> Records to process
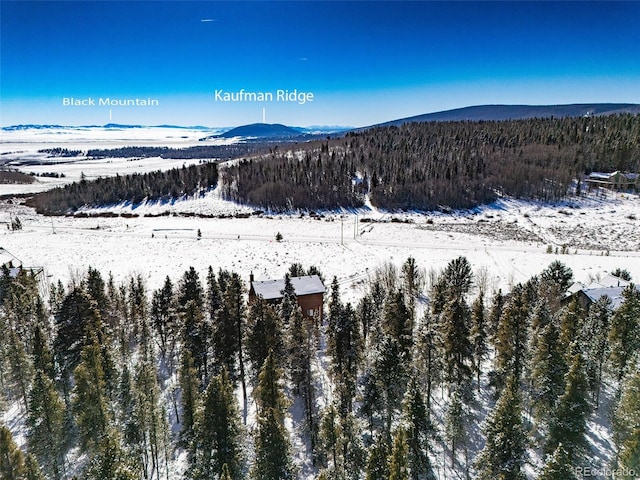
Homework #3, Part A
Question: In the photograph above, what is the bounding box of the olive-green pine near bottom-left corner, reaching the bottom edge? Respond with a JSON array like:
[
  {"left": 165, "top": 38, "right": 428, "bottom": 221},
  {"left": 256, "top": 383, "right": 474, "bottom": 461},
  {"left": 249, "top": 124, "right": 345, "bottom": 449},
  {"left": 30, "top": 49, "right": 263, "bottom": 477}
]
[{"left": 27, "top": 370, "right": 65, "bottom": 480}]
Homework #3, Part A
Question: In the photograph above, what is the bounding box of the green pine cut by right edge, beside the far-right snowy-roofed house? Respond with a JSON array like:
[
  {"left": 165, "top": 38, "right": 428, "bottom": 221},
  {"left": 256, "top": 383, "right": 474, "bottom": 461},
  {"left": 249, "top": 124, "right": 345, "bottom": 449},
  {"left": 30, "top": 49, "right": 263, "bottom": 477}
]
[{"left": 609, "top": 284, "right": 640, "bottom": 381}]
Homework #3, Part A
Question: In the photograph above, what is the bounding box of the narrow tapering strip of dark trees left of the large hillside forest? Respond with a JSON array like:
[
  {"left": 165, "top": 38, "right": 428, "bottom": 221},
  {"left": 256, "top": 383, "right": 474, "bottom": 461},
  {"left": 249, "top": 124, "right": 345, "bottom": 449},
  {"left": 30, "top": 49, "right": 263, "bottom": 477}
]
[{"left": 26, "top": 163, "right": 218, "bottom": 215}]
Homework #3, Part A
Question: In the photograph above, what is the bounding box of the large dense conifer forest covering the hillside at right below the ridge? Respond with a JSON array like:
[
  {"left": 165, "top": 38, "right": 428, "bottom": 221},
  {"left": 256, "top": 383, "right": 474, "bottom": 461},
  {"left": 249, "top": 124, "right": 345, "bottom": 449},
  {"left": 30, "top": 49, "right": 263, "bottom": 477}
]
[{"left": 224, "top": 115, "right": 640, "bottom": 210}]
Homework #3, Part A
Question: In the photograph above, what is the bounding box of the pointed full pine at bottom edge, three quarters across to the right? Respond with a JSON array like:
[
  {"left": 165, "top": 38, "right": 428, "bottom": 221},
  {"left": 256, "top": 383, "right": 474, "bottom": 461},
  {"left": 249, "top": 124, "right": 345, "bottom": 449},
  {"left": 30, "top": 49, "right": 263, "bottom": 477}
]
[{"left": 475, "top": 377, "right": 527, "bottom": 480}]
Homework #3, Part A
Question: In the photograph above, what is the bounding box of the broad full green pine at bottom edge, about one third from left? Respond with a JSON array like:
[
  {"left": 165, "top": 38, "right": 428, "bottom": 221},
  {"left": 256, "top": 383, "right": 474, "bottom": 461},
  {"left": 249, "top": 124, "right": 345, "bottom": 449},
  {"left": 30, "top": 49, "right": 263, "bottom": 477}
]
[{"left": 192, "top": 369, "right": 243, "bottom": 480}]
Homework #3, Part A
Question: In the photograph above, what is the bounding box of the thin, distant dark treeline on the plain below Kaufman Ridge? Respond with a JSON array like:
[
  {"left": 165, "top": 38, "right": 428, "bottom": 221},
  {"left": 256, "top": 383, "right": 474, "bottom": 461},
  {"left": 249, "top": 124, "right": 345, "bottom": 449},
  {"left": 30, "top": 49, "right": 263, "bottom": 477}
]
[{"left": 87, "top": 143, "right": 265, "bottom": 159}]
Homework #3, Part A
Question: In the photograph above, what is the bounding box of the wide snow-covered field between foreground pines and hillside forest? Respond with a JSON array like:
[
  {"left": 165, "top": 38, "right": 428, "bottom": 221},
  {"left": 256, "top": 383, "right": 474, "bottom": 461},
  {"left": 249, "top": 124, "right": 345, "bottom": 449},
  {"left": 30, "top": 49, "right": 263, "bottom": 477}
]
[{"left": 0, "top": 192, "right": 640, "bottom": 298}]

> Directions for this task
Pull from the data each line where the string "dark" turns up.

> Task result
Question: In the photograph above, what is the bounding box of the narrow tapering strip of dark trees left of the large hillside forest? Respond with a JSON array like:
Question: In the photograph above, what is the bounding box of the thin, distant dark treeline on the plain below Kaufman Ridge? Respond with a JSON array like:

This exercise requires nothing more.